- _GIVEN RECORDS_
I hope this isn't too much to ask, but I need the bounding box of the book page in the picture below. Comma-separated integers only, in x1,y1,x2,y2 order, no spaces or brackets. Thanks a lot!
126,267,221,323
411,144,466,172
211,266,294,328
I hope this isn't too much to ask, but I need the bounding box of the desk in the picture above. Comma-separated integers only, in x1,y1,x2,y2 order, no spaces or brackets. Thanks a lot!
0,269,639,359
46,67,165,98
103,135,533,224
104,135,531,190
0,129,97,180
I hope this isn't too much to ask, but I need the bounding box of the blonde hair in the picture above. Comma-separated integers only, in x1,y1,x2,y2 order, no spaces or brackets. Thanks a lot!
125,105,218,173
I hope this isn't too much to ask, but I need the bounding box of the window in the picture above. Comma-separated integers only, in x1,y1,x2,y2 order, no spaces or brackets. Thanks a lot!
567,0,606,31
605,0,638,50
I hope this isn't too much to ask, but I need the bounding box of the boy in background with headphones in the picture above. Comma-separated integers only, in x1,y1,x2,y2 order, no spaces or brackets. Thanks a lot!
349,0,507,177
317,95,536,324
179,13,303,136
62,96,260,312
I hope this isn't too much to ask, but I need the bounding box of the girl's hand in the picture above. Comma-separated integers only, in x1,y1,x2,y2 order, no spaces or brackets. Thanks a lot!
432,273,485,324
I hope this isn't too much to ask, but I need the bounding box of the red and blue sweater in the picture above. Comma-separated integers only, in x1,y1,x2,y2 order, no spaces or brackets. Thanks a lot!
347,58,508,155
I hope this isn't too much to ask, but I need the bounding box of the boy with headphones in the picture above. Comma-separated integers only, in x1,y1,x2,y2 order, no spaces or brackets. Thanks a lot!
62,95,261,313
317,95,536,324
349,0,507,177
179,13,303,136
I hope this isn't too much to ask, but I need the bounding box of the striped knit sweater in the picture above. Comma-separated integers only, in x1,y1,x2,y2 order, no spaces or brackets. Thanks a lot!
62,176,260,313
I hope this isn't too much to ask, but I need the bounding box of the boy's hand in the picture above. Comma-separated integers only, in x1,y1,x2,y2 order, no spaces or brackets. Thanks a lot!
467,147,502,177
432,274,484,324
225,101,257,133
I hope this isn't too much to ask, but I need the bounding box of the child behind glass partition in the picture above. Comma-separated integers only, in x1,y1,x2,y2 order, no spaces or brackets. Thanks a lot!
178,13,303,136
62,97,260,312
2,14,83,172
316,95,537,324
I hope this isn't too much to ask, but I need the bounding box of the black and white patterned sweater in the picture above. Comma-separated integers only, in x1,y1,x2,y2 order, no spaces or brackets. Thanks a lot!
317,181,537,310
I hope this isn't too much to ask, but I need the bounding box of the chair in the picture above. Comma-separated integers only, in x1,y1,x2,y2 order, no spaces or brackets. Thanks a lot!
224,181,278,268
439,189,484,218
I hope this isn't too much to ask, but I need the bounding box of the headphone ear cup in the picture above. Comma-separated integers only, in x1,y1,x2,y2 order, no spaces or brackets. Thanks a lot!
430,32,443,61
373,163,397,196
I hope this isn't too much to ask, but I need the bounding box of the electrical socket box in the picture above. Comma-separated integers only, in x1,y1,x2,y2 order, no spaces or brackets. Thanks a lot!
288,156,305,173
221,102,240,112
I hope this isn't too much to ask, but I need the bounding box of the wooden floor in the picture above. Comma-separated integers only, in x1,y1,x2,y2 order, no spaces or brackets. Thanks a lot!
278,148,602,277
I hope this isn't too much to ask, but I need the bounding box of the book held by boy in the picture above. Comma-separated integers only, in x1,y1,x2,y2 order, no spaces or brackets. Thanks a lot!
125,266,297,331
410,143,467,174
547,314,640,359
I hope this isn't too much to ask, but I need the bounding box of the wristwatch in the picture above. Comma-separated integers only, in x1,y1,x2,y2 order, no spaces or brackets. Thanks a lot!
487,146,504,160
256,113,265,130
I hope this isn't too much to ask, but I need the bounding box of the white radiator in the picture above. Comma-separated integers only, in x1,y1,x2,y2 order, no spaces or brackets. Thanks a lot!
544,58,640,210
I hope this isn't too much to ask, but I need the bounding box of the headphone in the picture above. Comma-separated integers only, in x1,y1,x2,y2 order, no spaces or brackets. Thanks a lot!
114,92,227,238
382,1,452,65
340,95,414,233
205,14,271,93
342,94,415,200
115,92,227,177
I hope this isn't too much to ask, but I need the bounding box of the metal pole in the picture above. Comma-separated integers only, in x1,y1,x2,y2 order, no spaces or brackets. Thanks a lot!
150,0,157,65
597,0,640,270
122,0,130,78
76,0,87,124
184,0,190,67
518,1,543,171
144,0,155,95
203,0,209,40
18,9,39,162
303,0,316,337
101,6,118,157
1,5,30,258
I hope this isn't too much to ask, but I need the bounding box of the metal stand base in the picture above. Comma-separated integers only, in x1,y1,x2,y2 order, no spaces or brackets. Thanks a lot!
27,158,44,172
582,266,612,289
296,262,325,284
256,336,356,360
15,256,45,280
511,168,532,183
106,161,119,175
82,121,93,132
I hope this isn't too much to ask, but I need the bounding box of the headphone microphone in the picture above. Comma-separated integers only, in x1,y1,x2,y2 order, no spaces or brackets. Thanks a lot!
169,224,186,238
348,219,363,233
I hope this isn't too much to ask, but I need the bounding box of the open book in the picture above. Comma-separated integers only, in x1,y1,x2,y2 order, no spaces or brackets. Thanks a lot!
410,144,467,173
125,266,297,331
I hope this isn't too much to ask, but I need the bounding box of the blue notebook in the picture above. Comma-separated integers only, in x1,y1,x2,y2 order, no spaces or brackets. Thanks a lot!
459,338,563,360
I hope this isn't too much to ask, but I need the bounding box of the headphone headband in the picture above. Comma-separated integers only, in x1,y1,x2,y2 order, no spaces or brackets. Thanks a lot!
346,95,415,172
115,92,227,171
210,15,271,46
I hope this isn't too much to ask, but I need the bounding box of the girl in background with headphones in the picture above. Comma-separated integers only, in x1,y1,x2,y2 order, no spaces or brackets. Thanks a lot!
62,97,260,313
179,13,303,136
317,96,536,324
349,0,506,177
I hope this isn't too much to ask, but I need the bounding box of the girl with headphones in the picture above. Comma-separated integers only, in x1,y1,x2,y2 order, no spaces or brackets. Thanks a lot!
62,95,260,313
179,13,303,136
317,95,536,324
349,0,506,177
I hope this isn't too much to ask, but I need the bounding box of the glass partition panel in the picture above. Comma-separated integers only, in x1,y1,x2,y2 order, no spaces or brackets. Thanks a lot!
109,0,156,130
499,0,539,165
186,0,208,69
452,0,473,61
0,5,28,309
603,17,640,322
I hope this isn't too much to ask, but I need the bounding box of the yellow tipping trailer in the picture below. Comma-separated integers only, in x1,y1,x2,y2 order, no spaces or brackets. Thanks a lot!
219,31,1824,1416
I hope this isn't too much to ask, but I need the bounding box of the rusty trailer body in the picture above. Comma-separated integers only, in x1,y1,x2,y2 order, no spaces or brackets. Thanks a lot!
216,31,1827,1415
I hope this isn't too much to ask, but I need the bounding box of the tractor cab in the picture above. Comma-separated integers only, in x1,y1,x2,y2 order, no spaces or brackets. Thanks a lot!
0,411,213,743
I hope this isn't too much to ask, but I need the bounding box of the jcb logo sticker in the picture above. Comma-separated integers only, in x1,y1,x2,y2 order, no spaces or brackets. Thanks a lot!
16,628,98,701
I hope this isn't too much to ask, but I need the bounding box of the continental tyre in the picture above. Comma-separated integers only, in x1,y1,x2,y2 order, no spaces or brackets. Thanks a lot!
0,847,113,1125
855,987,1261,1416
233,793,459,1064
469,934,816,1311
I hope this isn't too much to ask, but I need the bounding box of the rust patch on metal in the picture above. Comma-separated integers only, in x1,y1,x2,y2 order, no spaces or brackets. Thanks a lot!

- _EXERCISE_
Exactly and exclusively, repeat the lines from the line that contains "the jcb logo" through the end of the records, both ends included.

- _EXERCISE ANSWER_
I hope this isn't too much to ask, but I need the bounding box of the jcb logo sticker in the picture above. Comma-separated integers only, in x1,y1,x2,y2 order, no spaces or brackets. Thanks a lot!
16,628,98,701
I hope this isn't too much to ask, but I need the bounding box of the continental tyre in the picture above. Comma-separated integers only, in x1,y1,x2,y2 order, no spaces or brackets. Thanks a lot!
0,847,113,1125
855,987,1261,1416
233,793,459,1064
469,934,816,1311
I hope this isn't too much to ask, but I need the bounding box of the rust patch on metal in the picture above. Comma-separated integers only, in x1,y1,x2,y2 order, no spaces or brackets. Thanks a lot!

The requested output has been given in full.